[MATERIAL FOR THIS TASK start]

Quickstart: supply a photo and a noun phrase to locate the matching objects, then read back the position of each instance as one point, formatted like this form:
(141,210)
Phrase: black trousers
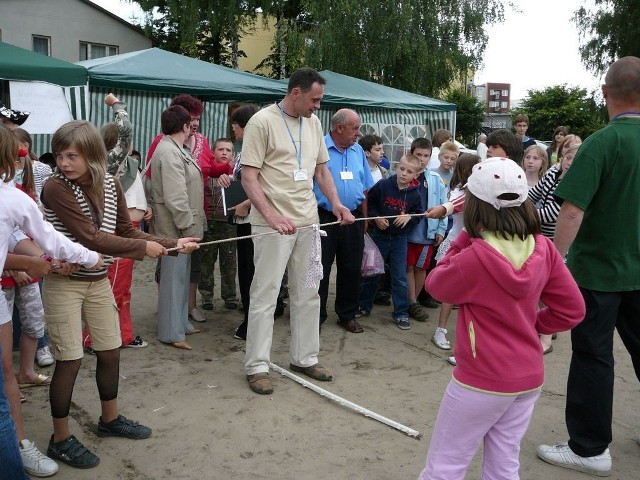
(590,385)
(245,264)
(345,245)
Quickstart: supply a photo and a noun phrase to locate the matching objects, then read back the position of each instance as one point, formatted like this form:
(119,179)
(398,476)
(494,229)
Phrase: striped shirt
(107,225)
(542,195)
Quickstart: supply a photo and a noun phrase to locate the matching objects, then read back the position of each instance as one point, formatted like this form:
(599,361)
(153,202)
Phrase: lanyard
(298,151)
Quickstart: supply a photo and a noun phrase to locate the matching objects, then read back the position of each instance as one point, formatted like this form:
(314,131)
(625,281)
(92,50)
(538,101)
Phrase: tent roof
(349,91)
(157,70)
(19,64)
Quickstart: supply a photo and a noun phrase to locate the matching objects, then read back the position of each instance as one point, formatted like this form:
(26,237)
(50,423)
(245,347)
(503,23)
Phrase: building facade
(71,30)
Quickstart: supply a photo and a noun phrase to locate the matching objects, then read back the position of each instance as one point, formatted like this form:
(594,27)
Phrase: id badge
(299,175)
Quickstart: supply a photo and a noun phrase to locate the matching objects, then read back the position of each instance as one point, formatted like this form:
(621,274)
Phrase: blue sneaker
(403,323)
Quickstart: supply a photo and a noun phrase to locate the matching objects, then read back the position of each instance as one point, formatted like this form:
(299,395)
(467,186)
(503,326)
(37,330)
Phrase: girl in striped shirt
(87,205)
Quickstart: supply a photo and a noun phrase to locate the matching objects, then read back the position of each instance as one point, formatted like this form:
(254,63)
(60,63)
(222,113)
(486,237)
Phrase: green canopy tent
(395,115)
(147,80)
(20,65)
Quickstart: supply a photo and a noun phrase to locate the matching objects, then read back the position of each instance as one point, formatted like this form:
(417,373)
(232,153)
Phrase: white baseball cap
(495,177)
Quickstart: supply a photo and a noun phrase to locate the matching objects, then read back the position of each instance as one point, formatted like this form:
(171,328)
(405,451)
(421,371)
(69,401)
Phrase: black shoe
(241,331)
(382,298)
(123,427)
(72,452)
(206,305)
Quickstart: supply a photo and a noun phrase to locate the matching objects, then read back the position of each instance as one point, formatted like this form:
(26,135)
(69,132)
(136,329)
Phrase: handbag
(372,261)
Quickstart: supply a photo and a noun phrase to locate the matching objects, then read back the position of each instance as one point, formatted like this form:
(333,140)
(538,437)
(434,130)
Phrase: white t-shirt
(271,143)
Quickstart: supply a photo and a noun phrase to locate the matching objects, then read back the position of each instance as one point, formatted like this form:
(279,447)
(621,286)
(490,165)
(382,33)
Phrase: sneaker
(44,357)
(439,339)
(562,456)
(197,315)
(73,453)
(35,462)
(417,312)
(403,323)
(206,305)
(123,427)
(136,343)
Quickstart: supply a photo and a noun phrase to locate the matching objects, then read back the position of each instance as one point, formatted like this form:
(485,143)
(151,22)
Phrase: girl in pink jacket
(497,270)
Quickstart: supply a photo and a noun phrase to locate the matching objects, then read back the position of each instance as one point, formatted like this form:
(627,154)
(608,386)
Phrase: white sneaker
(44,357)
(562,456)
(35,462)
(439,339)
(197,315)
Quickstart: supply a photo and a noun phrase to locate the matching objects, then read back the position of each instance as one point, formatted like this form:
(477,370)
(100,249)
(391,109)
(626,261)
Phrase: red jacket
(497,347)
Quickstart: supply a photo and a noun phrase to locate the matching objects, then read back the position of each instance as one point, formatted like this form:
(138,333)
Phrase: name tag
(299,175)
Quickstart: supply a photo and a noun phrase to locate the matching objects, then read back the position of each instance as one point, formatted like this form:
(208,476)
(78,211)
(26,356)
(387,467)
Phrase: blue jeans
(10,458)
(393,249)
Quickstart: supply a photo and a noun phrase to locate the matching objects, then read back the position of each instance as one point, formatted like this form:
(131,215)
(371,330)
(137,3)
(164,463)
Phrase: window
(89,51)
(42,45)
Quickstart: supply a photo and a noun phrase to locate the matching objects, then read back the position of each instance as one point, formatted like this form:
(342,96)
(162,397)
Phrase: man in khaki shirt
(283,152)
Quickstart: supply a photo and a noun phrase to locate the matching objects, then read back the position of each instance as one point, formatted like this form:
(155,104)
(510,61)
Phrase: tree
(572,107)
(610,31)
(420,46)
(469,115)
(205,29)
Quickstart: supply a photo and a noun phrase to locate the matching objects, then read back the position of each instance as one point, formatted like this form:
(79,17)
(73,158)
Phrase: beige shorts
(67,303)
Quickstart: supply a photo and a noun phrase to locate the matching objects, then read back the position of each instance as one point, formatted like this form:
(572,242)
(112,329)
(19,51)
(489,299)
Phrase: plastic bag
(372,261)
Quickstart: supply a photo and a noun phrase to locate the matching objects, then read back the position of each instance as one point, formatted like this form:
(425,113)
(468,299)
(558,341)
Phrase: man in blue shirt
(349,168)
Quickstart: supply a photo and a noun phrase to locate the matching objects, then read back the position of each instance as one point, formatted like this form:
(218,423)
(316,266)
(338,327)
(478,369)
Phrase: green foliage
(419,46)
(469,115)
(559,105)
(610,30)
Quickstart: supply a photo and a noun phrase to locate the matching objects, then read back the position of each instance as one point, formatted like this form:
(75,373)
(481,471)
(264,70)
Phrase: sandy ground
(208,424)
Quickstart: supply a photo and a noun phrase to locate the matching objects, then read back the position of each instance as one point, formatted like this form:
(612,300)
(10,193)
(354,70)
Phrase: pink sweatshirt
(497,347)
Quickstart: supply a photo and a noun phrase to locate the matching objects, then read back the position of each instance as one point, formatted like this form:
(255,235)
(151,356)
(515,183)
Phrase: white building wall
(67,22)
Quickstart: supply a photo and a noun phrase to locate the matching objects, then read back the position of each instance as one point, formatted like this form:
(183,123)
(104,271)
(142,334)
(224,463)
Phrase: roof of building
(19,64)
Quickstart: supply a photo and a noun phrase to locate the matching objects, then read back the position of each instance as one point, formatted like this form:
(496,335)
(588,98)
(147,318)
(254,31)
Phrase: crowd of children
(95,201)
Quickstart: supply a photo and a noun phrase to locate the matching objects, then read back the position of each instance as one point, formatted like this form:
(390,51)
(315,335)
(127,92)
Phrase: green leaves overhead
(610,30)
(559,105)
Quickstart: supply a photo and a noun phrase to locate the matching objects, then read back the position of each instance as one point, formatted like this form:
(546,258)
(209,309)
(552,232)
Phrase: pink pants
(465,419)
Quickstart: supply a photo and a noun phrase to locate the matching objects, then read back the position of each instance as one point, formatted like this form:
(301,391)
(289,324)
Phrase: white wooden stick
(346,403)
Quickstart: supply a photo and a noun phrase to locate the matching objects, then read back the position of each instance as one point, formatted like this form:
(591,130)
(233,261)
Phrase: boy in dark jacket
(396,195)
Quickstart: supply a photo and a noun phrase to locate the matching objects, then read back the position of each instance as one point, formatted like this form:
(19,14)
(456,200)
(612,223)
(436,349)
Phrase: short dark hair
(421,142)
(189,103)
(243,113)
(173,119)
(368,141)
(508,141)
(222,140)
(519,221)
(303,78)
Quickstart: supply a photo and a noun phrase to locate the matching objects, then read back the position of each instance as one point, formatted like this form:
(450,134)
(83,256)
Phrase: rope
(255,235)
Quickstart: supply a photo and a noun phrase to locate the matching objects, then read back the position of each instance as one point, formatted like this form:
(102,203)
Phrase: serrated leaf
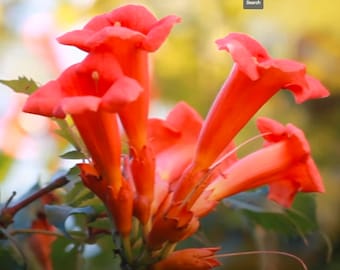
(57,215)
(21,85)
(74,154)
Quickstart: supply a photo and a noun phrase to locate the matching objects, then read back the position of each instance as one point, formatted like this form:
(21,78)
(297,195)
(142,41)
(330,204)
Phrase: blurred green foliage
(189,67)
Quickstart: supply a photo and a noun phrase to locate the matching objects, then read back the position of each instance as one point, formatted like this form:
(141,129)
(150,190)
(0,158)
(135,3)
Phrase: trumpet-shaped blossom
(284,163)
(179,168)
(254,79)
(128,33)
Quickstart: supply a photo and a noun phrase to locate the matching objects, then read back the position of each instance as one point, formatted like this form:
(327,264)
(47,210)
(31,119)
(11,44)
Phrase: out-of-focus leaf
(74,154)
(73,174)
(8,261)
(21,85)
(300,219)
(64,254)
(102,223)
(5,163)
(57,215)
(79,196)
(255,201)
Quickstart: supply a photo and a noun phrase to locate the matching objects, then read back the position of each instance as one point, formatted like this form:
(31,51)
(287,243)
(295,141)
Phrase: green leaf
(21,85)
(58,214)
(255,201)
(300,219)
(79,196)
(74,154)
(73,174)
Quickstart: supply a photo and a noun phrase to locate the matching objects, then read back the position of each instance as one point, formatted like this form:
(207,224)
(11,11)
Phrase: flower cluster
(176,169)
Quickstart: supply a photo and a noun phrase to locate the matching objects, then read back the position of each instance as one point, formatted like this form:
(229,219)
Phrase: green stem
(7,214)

[MATERIAL FOR THIS TASK end]

GOAL OF THE EXERCISE:
Tally the lines in the rows above that contain the string "black", treating case as significant. Give only the number.

REPLY:
2